PROBLEM: Quote, word for word, the rows running from the line with "Target: yellow road line" through the end of the rows.

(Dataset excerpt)
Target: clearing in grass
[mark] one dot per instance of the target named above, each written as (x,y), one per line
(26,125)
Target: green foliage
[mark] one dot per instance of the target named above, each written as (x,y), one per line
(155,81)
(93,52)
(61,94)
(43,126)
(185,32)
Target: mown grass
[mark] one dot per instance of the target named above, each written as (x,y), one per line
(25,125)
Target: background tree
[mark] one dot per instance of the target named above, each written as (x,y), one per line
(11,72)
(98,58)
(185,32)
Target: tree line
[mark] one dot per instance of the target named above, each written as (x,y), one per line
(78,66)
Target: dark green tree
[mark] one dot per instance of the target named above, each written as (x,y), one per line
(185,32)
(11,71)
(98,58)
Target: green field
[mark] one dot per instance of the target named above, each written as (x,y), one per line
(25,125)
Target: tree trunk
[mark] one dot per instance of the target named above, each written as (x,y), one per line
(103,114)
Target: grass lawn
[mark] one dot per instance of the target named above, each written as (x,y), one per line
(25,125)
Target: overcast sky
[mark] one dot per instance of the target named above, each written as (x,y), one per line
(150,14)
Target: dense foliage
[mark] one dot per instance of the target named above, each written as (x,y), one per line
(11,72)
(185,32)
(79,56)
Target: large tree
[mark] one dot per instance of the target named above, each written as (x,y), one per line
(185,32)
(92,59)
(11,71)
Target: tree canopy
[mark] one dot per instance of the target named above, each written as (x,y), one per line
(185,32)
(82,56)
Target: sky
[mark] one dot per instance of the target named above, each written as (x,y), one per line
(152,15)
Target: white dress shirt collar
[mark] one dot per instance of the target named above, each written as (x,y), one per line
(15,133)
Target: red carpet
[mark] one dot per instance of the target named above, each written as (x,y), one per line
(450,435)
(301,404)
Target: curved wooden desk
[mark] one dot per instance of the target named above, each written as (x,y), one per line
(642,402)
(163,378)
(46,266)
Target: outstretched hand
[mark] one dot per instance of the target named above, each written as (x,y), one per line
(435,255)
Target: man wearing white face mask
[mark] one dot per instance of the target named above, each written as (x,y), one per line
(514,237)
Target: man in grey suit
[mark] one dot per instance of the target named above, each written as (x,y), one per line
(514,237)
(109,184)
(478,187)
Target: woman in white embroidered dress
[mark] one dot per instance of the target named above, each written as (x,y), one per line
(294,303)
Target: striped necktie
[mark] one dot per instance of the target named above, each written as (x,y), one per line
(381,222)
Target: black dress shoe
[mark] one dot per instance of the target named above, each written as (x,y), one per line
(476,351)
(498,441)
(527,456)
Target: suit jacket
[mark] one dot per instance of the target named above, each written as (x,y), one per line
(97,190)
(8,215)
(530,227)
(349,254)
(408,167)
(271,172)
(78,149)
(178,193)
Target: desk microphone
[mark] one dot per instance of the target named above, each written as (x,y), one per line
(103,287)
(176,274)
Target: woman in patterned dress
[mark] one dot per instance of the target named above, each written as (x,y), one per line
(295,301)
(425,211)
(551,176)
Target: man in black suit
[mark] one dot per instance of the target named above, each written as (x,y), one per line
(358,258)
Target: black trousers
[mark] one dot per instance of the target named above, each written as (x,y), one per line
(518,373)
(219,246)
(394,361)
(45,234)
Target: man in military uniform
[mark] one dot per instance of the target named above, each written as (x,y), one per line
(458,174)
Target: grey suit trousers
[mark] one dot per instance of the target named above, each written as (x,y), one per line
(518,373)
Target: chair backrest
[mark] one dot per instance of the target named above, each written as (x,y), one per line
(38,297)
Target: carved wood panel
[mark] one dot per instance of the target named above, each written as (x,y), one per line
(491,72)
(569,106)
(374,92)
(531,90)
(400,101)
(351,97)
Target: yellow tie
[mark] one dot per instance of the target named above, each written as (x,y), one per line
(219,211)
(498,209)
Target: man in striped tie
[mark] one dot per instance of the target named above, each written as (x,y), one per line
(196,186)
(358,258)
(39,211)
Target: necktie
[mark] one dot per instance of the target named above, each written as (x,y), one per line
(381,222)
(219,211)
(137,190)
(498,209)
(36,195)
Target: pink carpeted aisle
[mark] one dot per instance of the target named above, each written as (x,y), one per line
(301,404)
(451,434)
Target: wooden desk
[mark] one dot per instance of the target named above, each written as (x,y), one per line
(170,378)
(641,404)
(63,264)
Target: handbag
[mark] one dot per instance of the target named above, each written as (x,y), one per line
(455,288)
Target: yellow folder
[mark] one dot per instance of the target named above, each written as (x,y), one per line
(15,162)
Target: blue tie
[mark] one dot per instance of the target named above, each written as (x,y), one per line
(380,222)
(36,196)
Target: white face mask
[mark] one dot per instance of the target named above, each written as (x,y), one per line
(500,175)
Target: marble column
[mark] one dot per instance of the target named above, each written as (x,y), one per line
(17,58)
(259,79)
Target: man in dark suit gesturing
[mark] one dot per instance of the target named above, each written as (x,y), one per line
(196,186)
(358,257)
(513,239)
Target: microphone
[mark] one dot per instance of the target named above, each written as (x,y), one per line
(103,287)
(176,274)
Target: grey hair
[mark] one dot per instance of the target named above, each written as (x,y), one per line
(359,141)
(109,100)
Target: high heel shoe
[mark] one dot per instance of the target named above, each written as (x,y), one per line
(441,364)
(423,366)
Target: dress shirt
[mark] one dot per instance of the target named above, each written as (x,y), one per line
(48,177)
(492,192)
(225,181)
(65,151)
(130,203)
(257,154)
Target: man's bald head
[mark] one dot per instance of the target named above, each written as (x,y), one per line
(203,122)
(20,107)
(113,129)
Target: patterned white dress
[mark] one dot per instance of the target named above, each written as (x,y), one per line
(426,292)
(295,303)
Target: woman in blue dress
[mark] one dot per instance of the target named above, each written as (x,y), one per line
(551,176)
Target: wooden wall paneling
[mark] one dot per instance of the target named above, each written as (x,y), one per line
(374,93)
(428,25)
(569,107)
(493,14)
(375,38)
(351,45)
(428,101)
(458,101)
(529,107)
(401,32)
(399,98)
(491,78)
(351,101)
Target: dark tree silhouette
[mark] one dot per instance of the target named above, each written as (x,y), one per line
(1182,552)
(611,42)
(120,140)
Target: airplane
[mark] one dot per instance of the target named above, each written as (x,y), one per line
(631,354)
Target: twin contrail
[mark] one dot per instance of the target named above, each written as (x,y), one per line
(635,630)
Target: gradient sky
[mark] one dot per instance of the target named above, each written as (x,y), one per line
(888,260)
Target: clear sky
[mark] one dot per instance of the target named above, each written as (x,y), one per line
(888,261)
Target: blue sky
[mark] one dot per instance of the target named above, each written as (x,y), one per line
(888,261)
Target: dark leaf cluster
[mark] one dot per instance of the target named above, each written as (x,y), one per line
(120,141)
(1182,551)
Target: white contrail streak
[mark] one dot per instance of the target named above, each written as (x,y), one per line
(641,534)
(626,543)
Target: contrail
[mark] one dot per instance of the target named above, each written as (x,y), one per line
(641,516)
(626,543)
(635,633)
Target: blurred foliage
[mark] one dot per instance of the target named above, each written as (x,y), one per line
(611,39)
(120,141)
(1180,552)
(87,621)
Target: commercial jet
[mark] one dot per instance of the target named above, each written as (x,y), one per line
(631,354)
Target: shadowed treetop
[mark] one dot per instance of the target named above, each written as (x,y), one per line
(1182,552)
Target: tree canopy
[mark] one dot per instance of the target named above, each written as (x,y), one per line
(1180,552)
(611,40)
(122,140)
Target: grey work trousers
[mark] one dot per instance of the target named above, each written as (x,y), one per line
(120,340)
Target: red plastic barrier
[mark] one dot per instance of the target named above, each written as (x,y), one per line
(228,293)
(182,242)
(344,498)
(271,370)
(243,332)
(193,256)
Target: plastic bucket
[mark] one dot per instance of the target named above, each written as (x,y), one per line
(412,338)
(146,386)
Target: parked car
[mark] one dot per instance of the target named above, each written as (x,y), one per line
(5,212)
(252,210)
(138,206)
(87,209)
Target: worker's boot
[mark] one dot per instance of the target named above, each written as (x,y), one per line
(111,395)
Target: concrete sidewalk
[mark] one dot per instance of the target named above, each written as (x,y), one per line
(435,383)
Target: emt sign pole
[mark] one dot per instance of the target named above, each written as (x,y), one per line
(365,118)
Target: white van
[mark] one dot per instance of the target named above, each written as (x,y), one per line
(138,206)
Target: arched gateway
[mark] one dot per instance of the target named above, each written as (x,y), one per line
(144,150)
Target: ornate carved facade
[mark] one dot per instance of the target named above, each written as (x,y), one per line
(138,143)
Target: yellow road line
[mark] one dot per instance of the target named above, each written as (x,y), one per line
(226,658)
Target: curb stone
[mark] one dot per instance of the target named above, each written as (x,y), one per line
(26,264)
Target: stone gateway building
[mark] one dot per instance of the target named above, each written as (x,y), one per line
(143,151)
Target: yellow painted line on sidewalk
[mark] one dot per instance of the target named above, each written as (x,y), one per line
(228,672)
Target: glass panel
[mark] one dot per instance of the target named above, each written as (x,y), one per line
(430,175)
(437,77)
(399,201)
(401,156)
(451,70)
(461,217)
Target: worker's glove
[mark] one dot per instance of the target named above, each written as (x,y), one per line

OUTPUT FOR THIS EXERCISE:
Target: yellow road line
[mark] one dot per instance of the target named above, each written as (x,y), one per line
(226,658)
Target: curb stone
[mark] one dot per instance of the target named above, each written as (x,y), one per line
(26,264)
Target: stone gateway building
[mark] one dot per instance of the target named above, each written as (x,y), one per line
(143,151)
Target: yellow painted line on sidewalk
[mark] one dot per instance of the target named above, each written as (x,y), one per line
(228,672)
Target: glass panel
[mark] one dot per instance of the target named above, each written as (x,y), one per line
(430,175)
(437,77)
(399,201)
(401,156)
(451,70)
(461,217)
Target: worker's glove
[mark] one dot per instance of the target named above, each written as (x,y), one per line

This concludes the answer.